§ Input data
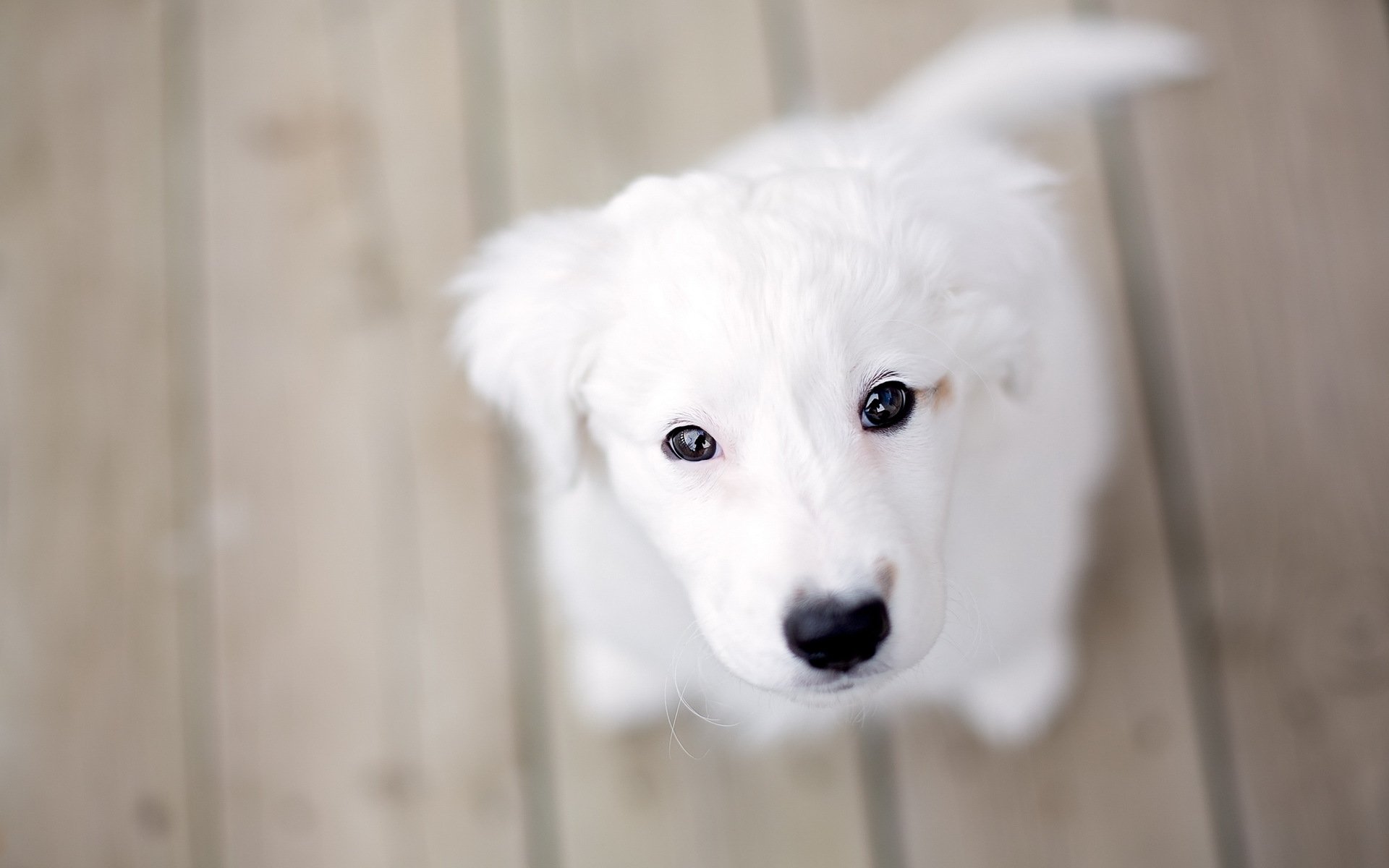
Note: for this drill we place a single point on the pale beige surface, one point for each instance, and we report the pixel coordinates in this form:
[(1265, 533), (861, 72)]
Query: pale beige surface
[(264, 590)]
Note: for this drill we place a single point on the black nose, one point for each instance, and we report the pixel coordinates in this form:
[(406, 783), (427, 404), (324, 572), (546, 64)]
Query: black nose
[(833, 635)]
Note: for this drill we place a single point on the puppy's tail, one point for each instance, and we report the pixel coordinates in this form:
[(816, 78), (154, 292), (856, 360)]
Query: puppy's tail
[(1007, 78)]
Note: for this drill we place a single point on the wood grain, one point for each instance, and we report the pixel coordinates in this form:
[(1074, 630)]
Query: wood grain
[(90, 718), (1120, 781), (1267, 195), (363, 644), (400, 67)]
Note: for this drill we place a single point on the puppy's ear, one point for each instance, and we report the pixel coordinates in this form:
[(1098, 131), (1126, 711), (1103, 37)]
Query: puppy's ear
[(527, 327), (993, 339)]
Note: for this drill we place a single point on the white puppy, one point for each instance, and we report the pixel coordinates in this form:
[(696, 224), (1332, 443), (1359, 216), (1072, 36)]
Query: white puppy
[(828, 410)]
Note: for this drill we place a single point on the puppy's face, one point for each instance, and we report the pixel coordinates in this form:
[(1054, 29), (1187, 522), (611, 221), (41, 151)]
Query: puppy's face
[(771, 377)]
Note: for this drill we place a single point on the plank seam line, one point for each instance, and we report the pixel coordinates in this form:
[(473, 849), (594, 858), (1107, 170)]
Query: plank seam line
[(190, 421), (489, 197), (1162, 428)]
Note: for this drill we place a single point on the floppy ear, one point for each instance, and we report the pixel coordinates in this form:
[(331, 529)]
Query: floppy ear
[(993, 339), (525, 328)]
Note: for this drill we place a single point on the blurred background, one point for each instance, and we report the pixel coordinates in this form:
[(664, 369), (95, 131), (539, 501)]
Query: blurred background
[(266, 595)]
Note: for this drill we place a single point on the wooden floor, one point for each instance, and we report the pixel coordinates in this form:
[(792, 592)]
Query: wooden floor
[(264, 590)]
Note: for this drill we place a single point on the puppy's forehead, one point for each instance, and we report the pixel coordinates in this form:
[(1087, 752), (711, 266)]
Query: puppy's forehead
[(723, 296)]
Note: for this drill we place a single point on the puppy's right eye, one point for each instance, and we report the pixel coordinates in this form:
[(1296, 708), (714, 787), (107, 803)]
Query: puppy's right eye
[(691, 443)]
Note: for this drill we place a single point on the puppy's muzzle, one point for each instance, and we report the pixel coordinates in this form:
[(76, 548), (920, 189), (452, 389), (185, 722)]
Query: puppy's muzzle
[(830, 634)]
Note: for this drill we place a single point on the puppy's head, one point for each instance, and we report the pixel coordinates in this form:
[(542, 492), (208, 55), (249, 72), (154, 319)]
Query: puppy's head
[(771, 375)]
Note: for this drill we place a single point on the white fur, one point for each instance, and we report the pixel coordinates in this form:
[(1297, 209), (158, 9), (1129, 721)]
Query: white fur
[(759, 297)]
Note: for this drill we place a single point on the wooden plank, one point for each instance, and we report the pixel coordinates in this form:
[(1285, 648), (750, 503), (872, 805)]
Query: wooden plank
[(600, 90), (92, 742), (336, 731), (400, 66), (1120, 781), (1267, 191)]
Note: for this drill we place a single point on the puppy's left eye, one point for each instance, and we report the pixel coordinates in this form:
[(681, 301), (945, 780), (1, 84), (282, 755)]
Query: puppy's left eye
[(886, 404), (691, 443)]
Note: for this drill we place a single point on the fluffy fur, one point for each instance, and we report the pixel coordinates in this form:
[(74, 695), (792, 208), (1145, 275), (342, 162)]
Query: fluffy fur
[(759, 297)]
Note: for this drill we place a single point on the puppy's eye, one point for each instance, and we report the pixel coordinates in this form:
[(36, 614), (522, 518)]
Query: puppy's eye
[(888, 404), (691, 443)]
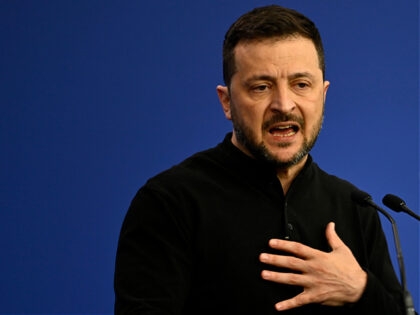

§ Task description
Please extract every line of the records above verbatim, leaving out the pictures.

§ Result of the exercise
Note: for this drill we place a single point on the pale beige surface, one point for each instance, and we report the pixel coordinates in this form:
[(1265, 533), (861, 72)]
Query: pale beige surface
[(264, 590)]
Note: for this drill we place a single point on the black nose, one point for each instance, and we report the pixel coordinates in this form:
[(406, 783), (427, 404), (324, 572), (546, 64)]
Query: black nose
[(833, 635)]
Note: for this drill we place a single point on the puppy's tail, one point for each instance, and we report the pixel coordinates in this form:
[(816, 78), (154, 292), (856, 360)]
Query: puppy's tail
[(1007, 78)]
Note: for this drill we place a single point on the wood grain, one point for each instance, and we report the pixel coordinates in this form:
[(1074, 630)]
Query: wood grain
[(90, 718), (1120, 781), (1267, 195), (363, 644), (400, 67)]
Note: for this drill we place a single point on the puppy's ear, one point for each instance, and we report the pixel coordinates in this form:
[(1098, 131), (1126, 711), (1103, 37)]
Query: puppy's ear
[(527, 327), (993, 339)]
Note: for this drill we place a single point on the white puppy, one point for each instance, and we report the pixel coordinates in this form:
[(696, 224), (1332, 443), (1359, 216), (1072, 36)]
Query: white puppy
[(828, 410)]
Note: for this drill we place a single point on the puppy's face, one point for each instance, and we report the pixel coordinates in this form:
[(1054, 29), (1187, 522), (611, 221), (41, 151)]
Query: puppy's face
[(771, 377)]
Note: for this drill we place a single point on the plank seam line, one point for each instance, and we report the pixel coordinates in this form:
[(473, 849), (594, 858), (1107, 170)]
Query: plank seam line
[(190, 421), (489, 197), (1162, 428)]
Note: for this drill we place a single point on the floppy ear, one point for each instance, and we report the pixel coordinates in this form:
[(331, 529)]
Query: floppy ear
[(993, 339), (525, 328)]
Note: for this drill we place a single point on the blurred background, one point for each instance, and we report the pixel coordinates in this form:
[(664, 369), (95, 131), (539, 501)]
Query: blurred background
[(266, 595)]
Note: for this drill we place a single point on the wooden floor, one point for each instance, and we report the pixel coordinates in this form:
[(792, 592)]
Query: wooden floor
[(264, 590)]
Note: for this drill we place a single point on the puppy's forehead, one point for each instance, and we report the pixel coordinates in this form:
[(1087, 752), (711, 266)]
Query: puppy's forehead
[(723, 296)]
Note: for this drill we place a single point on the puppy's right eye, one point for each instance, and we report the pixel coordinates in this form:
[(1296, 708), (714, 787), (107, 803)]
Query: puppy's right eye
[(691, 443)]
Note: for this drill we place a single point on the puppy's muzzle, one point for each instance, and we report the pixel coordinates in this form:
[(76, 548), (920, 189), (452, 389), (185, 722)]
Query: puppy's muzzle
[(830, 634)]
Note: for this drill we place a single point on the puppy's head, one point for each instance, and we report the pixel coordinates in this form:
[(542, 492), (208, 55), (249, 72), (154, 319)]
Query: puppy's head
[(771, 375)]
Note: for this drill we place a single point on the white fur, one point for each instance, and we report the pixel coordinates in this form:
[(1297, 209), (158, 9), (1129, 721)]
Query: white fur
[(759, 297)]
Note: for this drill we place a single point on the wooden plank, one point for each instance, and we report the pixel coordinates in this form:
[(1285, 648), (750, 503), (872, 805)]
Query: wooden plank
[(600, 90), (92, 742), (336, 731), (400, 66), (1120, 781), (1267, 191)]
Note: for this drill we place a single point on the puppy's left eye, one point for each instance, and we report the pixel coordinates in this form:
[(681, 301), (945, 780), (1, 84), (282, 755)]
Query: puppy's left eye
[(886, 404), (691, 443)]
Note: for this drill we place a single point on the fluffy fur, one point for each instance, and we report the pixel coordinates in this form:
[(74, 695), (792, 208), (1145, 275), (342, 162)]
Query: fluffy fur
[(759, 297)]
Note: for this drill we place a single point on the puppy's eye, one point for each instance, and we report the pixel coordinates in this form:
[(36, 614), (522, 518)]
Query: puppy's eye
[(888, 404), (691, 443)]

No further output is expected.